Objetivos:
1 - Según la homilía del Viernes Santo, ¿qué cosas se han escuchado en el relato de la Pasión? Enumérelas todas.
2 - Prosiga la homilía del Viernes Santo a partir de su última frase.

Fragmento propuesto:
● ● ●

HOMILÍA DEL VIERNES SANTO
La liturgia del Viernes Santo arranca con el gesto del sacerdote postrado en tierra. Es la postura en la que se encontraba Jesús en el huerto de los Olivos, como una primera caída antes de esas tres caídas del Via Crucis, no por el peso de la Cruz, sino al tomar conciencia de que se le venían encima todos los pecados de los hombres, todos sus dolores y angustias, los nuestros también, y así, postrado se dirige a Dios Padre para conseguir de Él la fuerza para afrontar ese paso decisivo.
Acabamos de escuchar con atención y conmovidos el relato de la Pasión. Hemos escuchado el clamor de la muchedumbre, las palabras de condena, las burlas de los soldados, el llanto de la Virgen María y de las mujeres. Ahora estamos sumidos en el dolor de esta tarde, en el dolor de la cruz, en el silencio de la muerte. En esta celebración estamos reviviendo, en lo más profundo de nuestro corazón, el drama de Jesús, cargado del dolor, del mal y del pecado del hombre.
En esa contemplación, es fácil saborear la recia ternura con que canta hoy la Iglesia: «Dulce leño, dulces clavos, que sostienen tan dulce peso». Es el signo luminoso del amor, más aún, de la inmensidad del amor de Dios, de aquello que jamás habríamos podido pedir, imaginar o esperar: Dios se ha inclinado sobre nosotros, se ha abajado hasta llegar al rincón más oscuro de nuestra vida, hasta la miseria personal que más nos humilla y avergüenza para tendernos la mano y alzarnos hacia Él, para llevarnos hasta Él. Esta es la verdad del Viernes Santo: en la cruz, Cristo, nuestro redentor, nos devolvió la dignidad que nos pertenece.

● ● ●

Material recopilado:
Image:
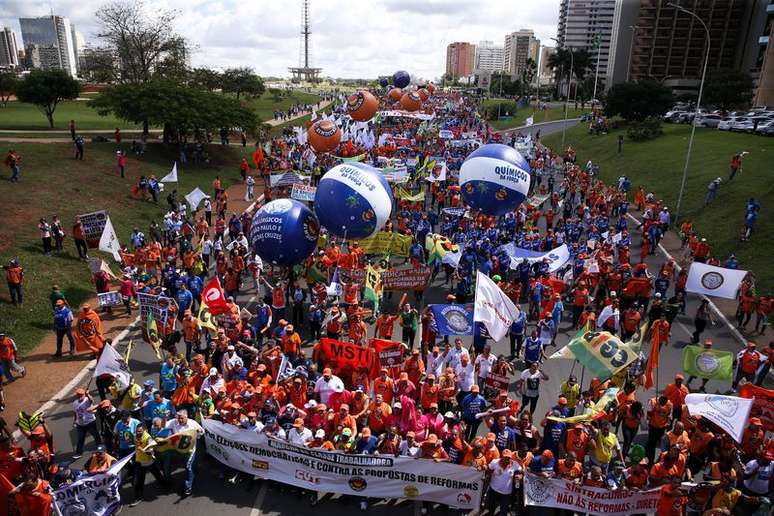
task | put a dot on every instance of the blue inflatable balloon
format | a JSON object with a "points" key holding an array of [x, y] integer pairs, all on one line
{"points": [[401, 79], [284, 232], [494, 179], [353, 200]]}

● ● ●

Las respuestas:
1 - El clamor de la muchedumbre, las palabras de condena, las burlas de los soldados y el llanto de la Virgen María y de las mujeres.

2 -
Vemos ante nuestros ojos esa imagen durísima de Jesús crucificado: Desnudo, clavado con hierros a un madero, con una corona de espinas, con el costado abierto por una lanzada y del acaba de brotar profusamente sangre y agua; todo su cuerpo cubierto de terribles heridas producidas por una cruel flagelación.
Despreciado y rechazado por los hombres, está ante nosotros, como había profetizado Isaías, el «hombre de dolores, acostumbrado a sufrimientos, despreciado y evitado de los hombres, ante el cual se ocultaban los rostros» (Is 53, 3).
Ese crucificado elevado sobre el Gólgota en una cruz parece señalar la derrota definitiva de Aquel que había traído la luz a quien estaba sumido en la oscuridad, de Aquel que había ha blado de la fuerza del perdón y de la misericordia, que había invitado a creer en el amor infinito de Dios por cada persona.
En esta tarde cargada de silencio, cargada de esperanza, resuena la invitación que Dios nos dirige a través de las palabras de san Agustín: Tened fe. (…) Mirad, yo os invito a participar en mi vida… Una vida donde nadie muere, una vida verdaderamente feliz, donde el alimento no perece, repara las fuerzas y nunca se agota. Ved a qué os invito… A la amistad con el Padre y el Espíritu Santo, a la cena eterna, a ser hermanos míos…, a participar en mi vida” (cf. Sermón 231, 5).
Por paradójico que parezca, la Cruz es la fuente de la vida. Para saciar nuestra sed, necesitamos contemplarla. Por eso la liturgia de hoy pone en el centro la adoración de la Cruz y nos invita repetidamente a mirar al árbol de la Cruz, donde estuvo clavada la salvación del mundo. Antes de la adoración de la Cruz, después de esta homilía, que las rúbricas indican que sea breve, para que sea el silencio elocuente del Crucificado quien nos hable, se hace la oración universal, para que comprendamos que, por mediación de Cristo, que ha borrado el pecado del mundo, podemos pedir todo lo que queramos.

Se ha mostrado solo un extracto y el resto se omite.